§ STATED GOAL A: In the forum thread below, which machine does Geoff Kuenning say would need a C compiler to generate a shift-right instruction for the cast?

§ TEXT PROVIDED:
Would you fill up the unused top 4bits?

A related problem occurs on 68000's, where word operations have to be
word aligned in memory. If you have a pointer p to a character,
(short *)p = 0; will give you an addressing error half of the time.
Should the compiler have word-aligned the pointer in the cast, or should
you let the addressing error happen?

I don't think that pointer casts/puns with non-word pointers (where
word refers to the smallest addressable unit) work very well, and that
you can make any machine independent sense of it.

						Thomas.
						(breuel@harvard)

kpmartin@watmath.UUCP (Kevin Martin) (11/17/84)

In article <210@desint.UUCP> geoff@desint.UUCP (Geoff Kuenning) writes:
>In article <940@opus.UUCP> rcd@opus.UUCP (Dick Dunn) writes:
>
>>However, (long*)i is a pun; you just have to stretch
>>too far to make any sensible semantics which makes it a true cast.
>
>Oh yeah?  How about non-byte-addressable machines?  A C compiler for the DG
>Nova, for example, would have to generate a shift-right instruction for that
>cast.  Sounds like a conversion to me.

   (Throw glass of cold water in person's face, grab then by the shoulders
and shake them, slap them in the face a few times, look them squarely in
the face, and, for the n+1st time, say...)

THERE IS NO RULE THAT SAYS THAT (long *)i MUST POINT TO THE i'TH long
OR TO THE i'TH BYTE
OR TO THE i'TH ANYTHING.

It just happens to do this on pdp11's, vaxes, 68000's, 8086's, etc.

On a NOVA, (int *)1 could just as well point at word 1, and (char *)1
as the lower byte of word 1, and (char *)0100001 at the upper byte of
word 1, etc. In which case the cast really is a pun.

If a C compiler for the NOVA does a shift for int->pointer conversions,
it is only through the kindness of heart (and/or lack of brains) on the part
of the compiler developers. It is tough enough making sure zero turns into
the machine's null pointer without having to make every integer point to
the corresponding byte too.
                   Kevin Martin, UofW Software Development Group.

geoff@desint.UUCP (Geoff Kuenning) (11/20/84)

In article <9890@watmath.UUCP> kpmartin@watmath.UUCP (Kevin Martin) writes:

>In article <210@desint.UUCP> geoff@desint.UUCP (Geoff Kuenning) writes:
>>
>>Oh yeah?  How about non-byte-addressable machines?  A C compiler for the DG
>>Nova, for example, would have to generate a shift-right instruction for that
>>cast.  Sounds like a conversion to me.
>
>   (Throw glass of cold water in person's face, grab then by the shoulders
>and shake them, slap them in the face a few times, look them squarely in
>the face, and, for the n+1st time, say...)
>
>On a NOVA, (int *)1 could just as well point at word 1, and (char *)1
>as the lower byte of word 1, and (char *)0100001 at the upper byte of
>word 1, etc. In which case the cast really is a pun.
>
>If a C compiler for the NOVA does a shift for int->pointer conversions,
>it is only through the kindness of heart (and/or lack of brains) on the part
>of the compiler developers. It is tough enough making sure zero turns into
>the machine's null pointer without having to make every integer point to
>the corresponding byte too.

§ Stored items from a collection:
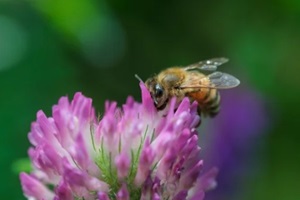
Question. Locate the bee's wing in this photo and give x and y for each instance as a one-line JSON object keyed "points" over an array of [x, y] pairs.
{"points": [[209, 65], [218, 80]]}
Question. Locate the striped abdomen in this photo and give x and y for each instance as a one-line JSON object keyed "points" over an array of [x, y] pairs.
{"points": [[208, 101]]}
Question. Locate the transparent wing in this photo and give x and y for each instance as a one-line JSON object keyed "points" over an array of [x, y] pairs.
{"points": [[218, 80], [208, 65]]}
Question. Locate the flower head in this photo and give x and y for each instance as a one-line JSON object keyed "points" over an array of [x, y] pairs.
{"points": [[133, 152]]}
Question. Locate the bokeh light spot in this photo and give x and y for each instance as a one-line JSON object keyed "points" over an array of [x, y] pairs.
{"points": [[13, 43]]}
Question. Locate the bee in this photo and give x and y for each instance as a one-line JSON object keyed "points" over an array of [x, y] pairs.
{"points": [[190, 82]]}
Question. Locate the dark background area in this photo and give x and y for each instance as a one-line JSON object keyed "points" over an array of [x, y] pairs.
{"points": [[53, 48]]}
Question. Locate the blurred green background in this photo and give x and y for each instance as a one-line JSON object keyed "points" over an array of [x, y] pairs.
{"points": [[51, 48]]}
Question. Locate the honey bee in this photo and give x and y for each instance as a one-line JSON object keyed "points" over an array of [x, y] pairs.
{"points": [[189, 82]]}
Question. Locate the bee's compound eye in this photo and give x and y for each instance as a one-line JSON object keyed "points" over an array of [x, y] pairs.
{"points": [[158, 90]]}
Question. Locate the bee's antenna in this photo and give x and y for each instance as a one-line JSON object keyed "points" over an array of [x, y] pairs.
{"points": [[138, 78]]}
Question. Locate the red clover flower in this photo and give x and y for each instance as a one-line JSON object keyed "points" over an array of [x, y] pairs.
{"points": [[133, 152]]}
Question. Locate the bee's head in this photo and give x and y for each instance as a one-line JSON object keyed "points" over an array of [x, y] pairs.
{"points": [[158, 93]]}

* * *

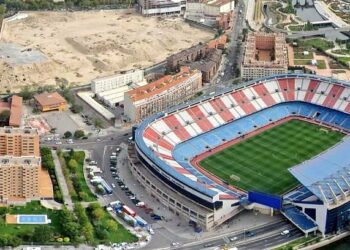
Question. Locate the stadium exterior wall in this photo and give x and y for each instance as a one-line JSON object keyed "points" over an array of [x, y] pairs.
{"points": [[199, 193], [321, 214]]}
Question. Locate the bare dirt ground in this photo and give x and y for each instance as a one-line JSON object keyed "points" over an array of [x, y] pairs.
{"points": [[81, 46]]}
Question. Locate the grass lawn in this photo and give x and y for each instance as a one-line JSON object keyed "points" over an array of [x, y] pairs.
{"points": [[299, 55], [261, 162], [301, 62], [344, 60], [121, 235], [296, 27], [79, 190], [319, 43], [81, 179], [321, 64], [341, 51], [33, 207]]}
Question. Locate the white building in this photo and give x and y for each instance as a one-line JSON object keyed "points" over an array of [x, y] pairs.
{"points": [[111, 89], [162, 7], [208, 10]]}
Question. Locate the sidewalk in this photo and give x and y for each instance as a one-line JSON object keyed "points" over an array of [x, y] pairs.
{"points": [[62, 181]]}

§ STATED GOAL B: Report every line of the rows above that contains the string "wing", treating uppercase and lowercase as different.

§ EXERCISE OUTPUT A: The DG Nova.

§ EXERCISE OUTPUT B:
Question. Locate the bee's wing in this photo and give x and y for each instance as a one-line JSON object keyed "points" over an array of [x, y] pairs.
Question. Locate the transparent wing in this photo and give x and y for each instance as a one-line JSON object keyed "points" over an array of [x, y] pairs.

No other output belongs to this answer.